**Job A**
In the Season Spirit obituary, how old was the Season Spirit when he died?
**Job B**
Return the part of the Season Spirit obituary starting at "Obituary for my" and ending at "twenty-seven days old.".

**Excerpt to read**
* * * * * * * * *

Obituary for my Season Spirit


Photo courtesy of Andy Thomas at Wildlifeprints.com

This last Sunday morning, at 8:13 am, my Season Spirit passed away quietly in his sleep. He was twenty-seven days old.

We did everything we could for him. He was tucked chest-deep under The Holiday Aisle comforter I’d bought him which depicted Christmas trees and wintry homes. A random selection from Spotify category Autumn Road cooed at us from my laptop, which simultaneously played Planes, Trains, and Automobiles (on mute). I was chanting a list of fun autumn activities from realsimple.com.

We tried everything, but by the time we got his pumpkin spice muffin to him, he was gone.

My Season Spirit was born in late October, when the daytime sky was brilliant blue and the evenings still conveyed a feeling arguably that of cozily creepy and not yet morbidly depressing. He was born on a Thursday before a long weekend, perhaps the most optimistic day of the week buffered by the boost of an extra day off. He was born after the leaves had just started changing, but before they lay around the city in soaked clumps. He was born while we prepared for the season’s first screening of Charlie Brown’s Great Pumpkin. I was donning my favorite roll-neck sweater, testing out a bourbon spiced flavored coffee, and gazing out the window at the leaves and baring trees, enjoying the season’s last reflection on the cycle of life that wouldn’t focus intensely upon my death.

* * * * * * * * *

**Data extract**
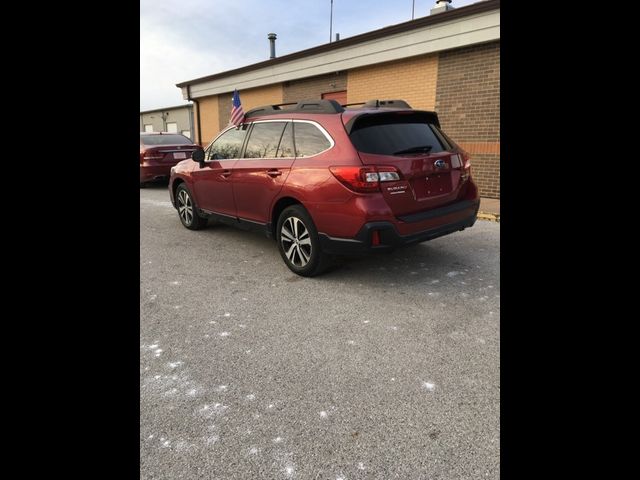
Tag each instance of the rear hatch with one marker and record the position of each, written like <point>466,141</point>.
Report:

* * * * * * * * *

**Task result A**
He was twenty-seven days old.

**Task result B**
Obituary for my Season Spirit


Photo courtesy of Andy Thomas at Wildlifeprints.com

This last Sunday morning, at 8:13 am, my Season Spirit passed away quietly in his sleep. He was twenty-seven days old.